-- START OF Listed records --

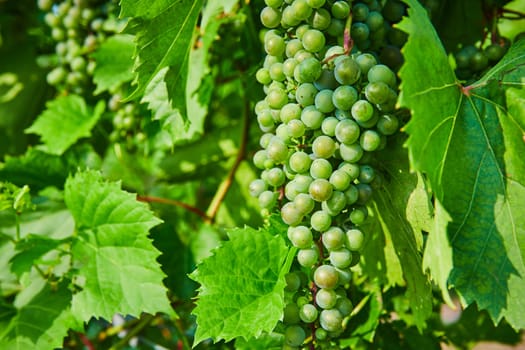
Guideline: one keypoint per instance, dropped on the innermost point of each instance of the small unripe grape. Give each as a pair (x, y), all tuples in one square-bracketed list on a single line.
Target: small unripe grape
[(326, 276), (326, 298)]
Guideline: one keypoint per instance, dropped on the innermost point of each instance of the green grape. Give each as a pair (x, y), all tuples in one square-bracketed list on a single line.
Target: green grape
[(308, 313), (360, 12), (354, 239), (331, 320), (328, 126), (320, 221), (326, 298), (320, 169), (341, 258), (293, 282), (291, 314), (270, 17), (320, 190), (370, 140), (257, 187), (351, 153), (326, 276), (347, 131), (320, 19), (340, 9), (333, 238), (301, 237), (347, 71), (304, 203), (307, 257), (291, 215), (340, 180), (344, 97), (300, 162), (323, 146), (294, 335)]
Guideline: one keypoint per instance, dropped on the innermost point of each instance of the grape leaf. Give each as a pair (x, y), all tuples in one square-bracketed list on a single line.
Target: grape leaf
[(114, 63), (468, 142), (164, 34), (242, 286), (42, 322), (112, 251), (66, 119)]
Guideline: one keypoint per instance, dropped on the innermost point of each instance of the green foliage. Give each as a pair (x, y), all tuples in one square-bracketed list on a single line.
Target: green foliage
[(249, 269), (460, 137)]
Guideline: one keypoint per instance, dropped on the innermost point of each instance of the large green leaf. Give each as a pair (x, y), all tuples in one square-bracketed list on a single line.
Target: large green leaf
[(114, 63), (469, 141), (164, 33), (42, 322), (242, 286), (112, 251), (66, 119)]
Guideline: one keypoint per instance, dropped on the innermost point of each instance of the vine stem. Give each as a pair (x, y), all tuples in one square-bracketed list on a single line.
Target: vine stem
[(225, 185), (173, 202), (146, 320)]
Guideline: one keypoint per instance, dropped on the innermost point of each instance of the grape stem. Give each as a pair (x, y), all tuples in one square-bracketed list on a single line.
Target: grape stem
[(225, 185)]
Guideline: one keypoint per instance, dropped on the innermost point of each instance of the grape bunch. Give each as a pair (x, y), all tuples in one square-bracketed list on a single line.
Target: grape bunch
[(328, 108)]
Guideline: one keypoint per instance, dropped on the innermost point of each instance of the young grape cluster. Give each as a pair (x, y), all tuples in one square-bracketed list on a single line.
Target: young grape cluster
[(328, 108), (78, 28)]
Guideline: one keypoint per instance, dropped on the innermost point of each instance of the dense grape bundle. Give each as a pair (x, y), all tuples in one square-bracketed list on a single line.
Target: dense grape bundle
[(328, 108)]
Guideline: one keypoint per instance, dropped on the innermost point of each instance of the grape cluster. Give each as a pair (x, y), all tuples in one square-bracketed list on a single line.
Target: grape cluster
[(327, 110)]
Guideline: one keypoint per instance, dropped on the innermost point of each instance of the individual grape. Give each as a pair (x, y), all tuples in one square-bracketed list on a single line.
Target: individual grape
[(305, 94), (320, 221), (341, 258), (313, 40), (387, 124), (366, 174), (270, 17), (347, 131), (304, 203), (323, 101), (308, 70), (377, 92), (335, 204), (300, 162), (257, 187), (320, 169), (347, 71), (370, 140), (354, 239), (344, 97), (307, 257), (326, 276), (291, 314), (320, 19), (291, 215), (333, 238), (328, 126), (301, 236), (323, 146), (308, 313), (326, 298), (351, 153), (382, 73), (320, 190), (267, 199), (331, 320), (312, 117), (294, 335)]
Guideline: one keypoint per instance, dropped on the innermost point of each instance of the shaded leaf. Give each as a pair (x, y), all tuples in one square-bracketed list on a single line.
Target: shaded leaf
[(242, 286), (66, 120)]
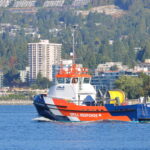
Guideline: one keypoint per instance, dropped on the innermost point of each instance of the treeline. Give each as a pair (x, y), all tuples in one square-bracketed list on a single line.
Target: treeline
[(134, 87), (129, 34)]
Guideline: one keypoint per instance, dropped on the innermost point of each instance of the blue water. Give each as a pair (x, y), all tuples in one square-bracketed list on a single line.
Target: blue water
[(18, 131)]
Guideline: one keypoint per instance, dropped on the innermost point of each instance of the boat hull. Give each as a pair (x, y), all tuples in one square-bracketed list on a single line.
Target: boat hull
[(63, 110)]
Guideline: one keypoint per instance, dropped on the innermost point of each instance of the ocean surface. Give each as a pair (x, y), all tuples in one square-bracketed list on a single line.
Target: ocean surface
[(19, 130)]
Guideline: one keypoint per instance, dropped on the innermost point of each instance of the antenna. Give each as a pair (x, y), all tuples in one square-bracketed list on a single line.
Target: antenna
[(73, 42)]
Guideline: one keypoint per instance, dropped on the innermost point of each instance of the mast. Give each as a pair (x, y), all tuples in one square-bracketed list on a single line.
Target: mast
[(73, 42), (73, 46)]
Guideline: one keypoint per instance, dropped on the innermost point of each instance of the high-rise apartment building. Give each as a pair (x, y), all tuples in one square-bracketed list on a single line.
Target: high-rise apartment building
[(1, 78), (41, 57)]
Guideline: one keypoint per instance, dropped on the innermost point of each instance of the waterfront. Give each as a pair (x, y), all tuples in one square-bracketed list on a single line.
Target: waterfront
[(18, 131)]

-- END OF Listed records --

Transcribe the full listing character for character. Pictures are excluded.

Guideline: one keypoint per instance, dropped on the innermost point of each instance of the small unripe grape. Give each as a pair (x, y), all tuples in one square-bracketed list on a single line.
Target: small unripe grape
[(326, 276), (326, 298)]
Guideline: one keypoint per instance, dropped on the innermost point of each instance of the green grape. Give each as a pair (x, y), all tuples in one square-bracketed list on a single line.
Target: green grape
[(308, 313), (360, 12), (354, 239), (331, 320), (328, 126), (320, 221), (326, 298), (320, 169), (341, 258), (293, 282), (291, 314), (270, 17), (320, 190), (370, 140), (257, 187), (351, 153), (326, 276), (347, 131), (320, 19), (340, 9), (333, 238), (301, 237), (347, 71), (304, 203), (307, 257), (291, 215), (340, 180), (344, 97), (300, 162), (323, 146), (294, 335)]
Guideline: one keypoint per instance, dropped on the innermost point of each instance of the grape leaf. Give each as a pair (x, y), all tuples in one square-bracketed list on a single line.
Target: grape leaf
[(114, 63), (468, 142), (164, 34), (242, 286), (42, 322), (112, 251), (66, 119)]
Guideline: one keypoint per instance, dropped on the innermost point of each instance of the green foliage. Give each as a pair (x, y), all tuples in one square-bracketed list on a single line.
Target: green foliage
[(249, 269), (460, 137)]
Guideline: one keypoint per instance, dropped on the innermost point of each instance of the large green leaf. Give each as a pair (x, y), all tuples in one square-bracketed list on a single line.
Target: large green leaf
[(114, 63), (469, 141), (164, 33), (42, 322), (242, 286), (112, 251), (66, 119)]
Guideline: one keypoint per instance, dropped on the innermost point of each instance of the vine stem. Give each as a pair (x, y), all tuples in one square-bracketed list on a single line.
Target: vine stem
[(225, 185), (173, 202), (146, 320)]
Guideline: one keypoint per instance, dropped on the innermost point of each instance of the grape stem. Give each as a pair (x, y), all tuples in one square-bracketed list on a single line.
Target: grape stem
[(225, 185)]
Guideline: one keypoint per instance, dropped on the innermost point of each instance of the grape bunch. Give each as a pair (x, y), all tuples in one square-bracketed list on a single line.
Target: grape bunch
[(328, 108)]
Guideline: one keypoint per instance, dropped on the innermost point of each instance of the young grape cluster. Give each as a pair (x, y), all tuples in one square-bracketed list on a single line.
Target: young grape cluster
[(328, 108), (78, 28)]
Guideline: one keypoint per instance, dropped on the innermost point of each instance of the dense grape bundle. Give each as a pair (x, y), all tuples in one square-bracketed list on a single line.
Target: dense grape bundle
[(328, 108)]
Guideline: one keypoint per instance, dropped on the innermost point of each instance of the grape cluster. Give each as a pair (x, y), all tuples in one square-bracketed list on a single line.
Target: grape cluster
[(327, 110)]
Guideline: one keypoint per instance, dropped on the innermost point of each instance of the individual grape. Give each as a pair (x, y), all tuples in one square-bracketed list on a single line.
Target: individual grape
[(305, 94), (320, 221), (341, 258), (313, 40), (387, 124), (366, 174), (270, 17), (347, 131), (304, 203), (323, 101), (308, 70), (377, 92), (335, 204), (300, 162), (257, 187), (320, 169), (347, 71), (370, 140), (354, 239), (344, 97), (307, 257), (326, 276), (291, 314), (320, 19), (291, 215), (333, 238), (328, 126), (301, 236), (323, 146), (308, 313), (326, 298), (351, 153), (382, 73), (320, 190), (267, 199), (331, 320), (312, 117), (294, 335)]
Guideline: one keypoint per instance, dropped on the innermost point of each instance of the shaded leaf. Give each as a pair (x, y), all tuples in one square-bracketed list on a single line.
Target: shaded leaf
[(242, 286), (66, 120)]
Guideline: one keypoint per instance, dropped on the innermost point of each instance of the treeline. Give each as a pair (x, y), all tuples in one square-bracketed list on a single line.
Target: treeline
[(134, 87), (129, 34)]
Guideline: one keypoint per instance, dropped on the innermost point of each instance of the blue water. Give each as a pair (x, y), all tuples in one square-bracketed list on a single line.
Target: blue water
[(18, 131)]
Guideline: one keypoint per instance, dropped on the innermost point of each instance of the boat hull. Give each as a pair (x, y), all tuples in one square-bracketed list on a single line.
Target: boat hull
[(63, 110)]
Guideline: one keypoint per instance, dropped on the innermost point of each instance of the ocean surface. Give each as a pair (x, y), all tuples in one square-bracketed list on a single line.
Target: ocean surface
[(19, 130)]
Guideline: one keypoint per instance, dropped on the innermost point of each instance of the antenna. Give each as a pair (x, y), all tuples in one square-bracketed list on a single line.
Target: antenna
[(73, 42)]
Guideline: one keypoint per instance, dropped on the innermost point of each instance of the mast. Give each as a pair (x, y), all tuples in one square-bracketed list on a single line.
Target: mast
[(73, 42), (73, 46)]
Guideline: one keypoint per instance, dropped on the innermost point of each instance of the high-rise apartment building. Give each as a pair (x, y), all tuples in one square-bracketed list on a single line.
Target: high-rise apartment building
[(1, 78), (41, 57)]
Guideline: one keypoint per instance, dropped on the innermost point of each instance of the waterfront. Give each as a pair (x, y), all tuples in one square-bracketed list on a single line.
Target: waterfront
[(18, 131)]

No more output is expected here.